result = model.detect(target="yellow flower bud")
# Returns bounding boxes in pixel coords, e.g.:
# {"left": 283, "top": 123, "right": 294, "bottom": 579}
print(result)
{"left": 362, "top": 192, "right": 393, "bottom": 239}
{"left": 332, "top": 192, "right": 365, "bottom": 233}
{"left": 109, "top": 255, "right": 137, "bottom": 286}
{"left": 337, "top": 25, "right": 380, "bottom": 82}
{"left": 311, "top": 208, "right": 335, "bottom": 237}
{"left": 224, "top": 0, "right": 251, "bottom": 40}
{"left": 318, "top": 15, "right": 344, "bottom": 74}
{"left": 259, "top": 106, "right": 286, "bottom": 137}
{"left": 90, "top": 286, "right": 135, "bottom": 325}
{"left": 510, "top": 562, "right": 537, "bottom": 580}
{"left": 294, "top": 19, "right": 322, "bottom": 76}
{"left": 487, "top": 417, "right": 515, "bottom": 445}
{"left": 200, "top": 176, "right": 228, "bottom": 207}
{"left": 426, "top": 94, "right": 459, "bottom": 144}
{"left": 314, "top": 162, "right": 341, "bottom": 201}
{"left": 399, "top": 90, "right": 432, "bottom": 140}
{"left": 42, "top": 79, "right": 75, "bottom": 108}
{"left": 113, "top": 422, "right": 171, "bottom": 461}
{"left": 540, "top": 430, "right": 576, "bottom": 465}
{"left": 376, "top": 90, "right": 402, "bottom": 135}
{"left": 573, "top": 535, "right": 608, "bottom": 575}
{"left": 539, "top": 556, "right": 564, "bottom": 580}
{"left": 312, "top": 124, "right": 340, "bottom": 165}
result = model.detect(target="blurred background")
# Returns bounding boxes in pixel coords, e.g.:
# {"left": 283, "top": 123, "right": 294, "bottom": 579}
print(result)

- - -

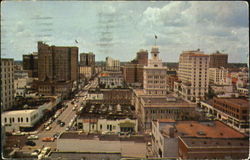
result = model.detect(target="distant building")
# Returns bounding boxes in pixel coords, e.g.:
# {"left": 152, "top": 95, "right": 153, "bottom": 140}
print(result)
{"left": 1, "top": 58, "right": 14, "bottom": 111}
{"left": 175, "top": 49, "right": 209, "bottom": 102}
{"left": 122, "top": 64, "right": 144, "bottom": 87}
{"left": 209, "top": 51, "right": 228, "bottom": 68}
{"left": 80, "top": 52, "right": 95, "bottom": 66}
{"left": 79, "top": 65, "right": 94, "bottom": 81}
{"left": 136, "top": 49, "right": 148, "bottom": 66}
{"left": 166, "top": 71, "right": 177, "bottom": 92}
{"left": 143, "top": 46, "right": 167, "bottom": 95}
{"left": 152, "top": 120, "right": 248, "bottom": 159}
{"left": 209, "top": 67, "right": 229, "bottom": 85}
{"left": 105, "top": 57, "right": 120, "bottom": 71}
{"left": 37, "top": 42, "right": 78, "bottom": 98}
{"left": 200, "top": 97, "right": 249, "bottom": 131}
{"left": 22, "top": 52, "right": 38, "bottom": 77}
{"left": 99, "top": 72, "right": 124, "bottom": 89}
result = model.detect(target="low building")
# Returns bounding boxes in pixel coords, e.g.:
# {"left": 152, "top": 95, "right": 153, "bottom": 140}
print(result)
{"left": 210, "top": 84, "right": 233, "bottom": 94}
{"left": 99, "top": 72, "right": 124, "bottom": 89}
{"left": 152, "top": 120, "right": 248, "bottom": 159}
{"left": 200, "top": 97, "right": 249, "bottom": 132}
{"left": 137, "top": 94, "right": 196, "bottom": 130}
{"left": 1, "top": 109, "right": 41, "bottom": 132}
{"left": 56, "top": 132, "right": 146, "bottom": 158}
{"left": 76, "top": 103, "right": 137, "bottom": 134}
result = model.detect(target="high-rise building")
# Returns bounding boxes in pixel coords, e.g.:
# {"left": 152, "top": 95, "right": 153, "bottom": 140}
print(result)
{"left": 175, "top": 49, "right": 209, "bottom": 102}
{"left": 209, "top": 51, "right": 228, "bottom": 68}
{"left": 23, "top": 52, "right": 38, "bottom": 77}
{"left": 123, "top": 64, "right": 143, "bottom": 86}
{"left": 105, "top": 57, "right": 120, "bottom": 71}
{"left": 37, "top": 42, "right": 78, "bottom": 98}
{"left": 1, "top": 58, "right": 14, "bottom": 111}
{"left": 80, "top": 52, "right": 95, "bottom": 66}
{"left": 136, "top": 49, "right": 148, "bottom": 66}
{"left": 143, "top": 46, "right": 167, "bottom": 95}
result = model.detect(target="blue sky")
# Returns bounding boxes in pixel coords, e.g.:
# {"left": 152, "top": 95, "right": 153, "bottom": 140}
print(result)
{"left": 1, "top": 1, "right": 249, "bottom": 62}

- - -

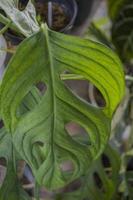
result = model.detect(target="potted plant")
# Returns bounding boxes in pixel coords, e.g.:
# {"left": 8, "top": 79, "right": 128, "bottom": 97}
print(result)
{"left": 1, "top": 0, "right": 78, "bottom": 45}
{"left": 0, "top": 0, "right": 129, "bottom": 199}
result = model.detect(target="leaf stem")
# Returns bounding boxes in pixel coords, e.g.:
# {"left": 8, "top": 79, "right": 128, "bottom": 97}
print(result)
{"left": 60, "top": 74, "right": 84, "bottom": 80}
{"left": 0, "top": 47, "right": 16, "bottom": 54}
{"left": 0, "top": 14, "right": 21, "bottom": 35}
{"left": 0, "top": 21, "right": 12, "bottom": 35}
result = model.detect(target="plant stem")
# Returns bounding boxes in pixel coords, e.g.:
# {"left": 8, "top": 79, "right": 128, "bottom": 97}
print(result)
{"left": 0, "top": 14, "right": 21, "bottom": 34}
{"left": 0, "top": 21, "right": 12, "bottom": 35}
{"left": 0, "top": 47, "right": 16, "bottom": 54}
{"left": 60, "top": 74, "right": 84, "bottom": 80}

- - -

**Exercise requirements:** Search the listing for the word "stem". Copy every line in which it occurs.

**Written response:**
result = model.detect(target="leaf stem")
result = model.detect(target="plant stem")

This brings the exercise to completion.